— Begin DATA SHOWN —
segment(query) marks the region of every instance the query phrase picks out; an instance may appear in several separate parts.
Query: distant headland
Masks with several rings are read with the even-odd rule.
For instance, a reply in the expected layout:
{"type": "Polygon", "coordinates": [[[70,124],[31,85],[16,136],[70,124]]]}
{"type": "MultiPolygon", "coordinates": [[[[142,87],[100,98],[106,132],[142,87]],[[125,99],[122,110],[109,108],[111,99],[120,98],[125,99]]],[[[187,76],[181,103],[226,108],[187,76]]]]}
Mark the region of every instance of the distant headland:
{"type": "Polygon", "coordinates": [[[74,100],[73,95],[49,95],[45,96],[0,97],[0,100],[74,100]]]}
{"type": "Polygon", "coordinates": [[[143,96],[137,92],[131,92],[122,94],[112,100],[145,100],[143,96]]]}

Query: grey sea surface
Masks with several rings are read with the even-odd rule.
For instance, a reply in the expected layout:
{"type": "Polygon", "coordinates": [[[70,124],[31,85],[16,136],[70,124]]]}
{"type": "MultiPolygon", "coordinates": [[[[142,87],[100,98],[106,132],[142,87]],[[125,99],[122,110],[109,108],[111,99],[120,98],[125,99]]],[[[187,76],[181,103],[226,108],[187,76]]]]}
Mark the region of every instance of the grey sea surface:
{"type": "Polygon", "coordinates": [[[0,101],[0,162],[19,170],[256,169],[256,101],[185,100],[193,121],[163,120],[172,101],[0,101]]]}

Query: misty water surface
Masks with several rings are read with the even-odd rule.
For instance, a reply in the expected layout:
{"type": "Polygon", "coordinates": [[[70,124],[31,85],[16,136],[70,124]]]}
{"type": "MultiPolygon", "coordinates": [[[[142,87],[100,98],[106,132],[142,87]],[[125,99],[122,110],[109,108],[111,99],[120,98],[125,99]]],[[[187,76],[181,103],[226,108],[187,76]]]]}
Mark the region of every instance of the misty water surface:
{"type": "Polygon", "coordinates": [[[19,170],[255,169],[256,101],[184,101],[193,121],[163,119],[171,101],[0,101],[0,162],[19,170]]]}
— End DATA SHOWN —
Present every line of the records above as a single numbered list, leaving out the blank lines.

OUTPUT BELOW -
1. segment(query) marks the region of every instance the query phrase picks out; an instance may appear in several separate parts.
2. Query: distant headland
3. Masks with several rings are read with the even-odd rule.
4. For instance, a reply in the expected layout:
5. {"type": "Polygon", "coordinates": [[[70,124],[31,85],[16,136],[70,124]]]}
6. {"type": "MultiPolygon", "coordinates": [[[[142,87],[100,98],[106,132],[142,87]],[[125,99],[122,110],[109,108],[111,99],[120,98],[125,99]]],[[[187,76],[181,103],[226,108],[187,76]]]]}
7. Mark the region of every instance of the distant headland:
8. {"type": "Polygon", "coordinates": [[[74,100],[73,95],[49,95],[45,96],[0,97],[0,100],[74,100]]]}
9. {"type": "Polygon", "coordinates": [[[143,96],[137,92],[131,92],[122,94],[112,100],[145,100],[143,96]]]}
10. Query: grey sea surface
11. Masks with several rings are read with the even-odd rule.
12. For instance, a reply in the expected layout:
13. {"type": "Polygon", "coordinates": [[[70,124],[31,85],[16,136],[70,124]]]}
14. {"type": "MultiPolygon", "coordinates": [[[[142,87],[100,98],[106,132],[142,87]],[[125,99],[122,110],[109,108],[111,99],[120,98],[125,99]]],[[[187,76],[181,103],[226,108],[187,76]]]]}
15. Mark the region of every instance of the grey sea surface:
16. {"type": "Polygon", "coordinates": [[[0,101],[0,162],[19,170],[256,169],[256,101],[185,100],[193,121],[163,120],[172,101],[0,101]]]}
17. Query: misty water surface
18. Masks with several rings are read with the even-odd rule.
19. For instance, a reply in the expected layout:
20. {"type": "Polygon", "coordinates": [[[70,124],[31,85],[16,136],[70,124]]]}
21. {"type": "MultiPolygon", "coordinates": [[[[142,87],[100,98],[106,132],[142,87]],[[125,99],[122,110],[109,108],[111,99],[120,98],[125,99]]],[[[187,76],[181,103],[226,108],[187,76]]]]}
22. Mark the region of every instance of the misty water surface:
23. {"type": "Polygon", "coordinates": [[[19,170],[255,169],[256,101],[184,101],[193,121],[163,119],[171,101],[0,101],[0,162],[19,170]]]}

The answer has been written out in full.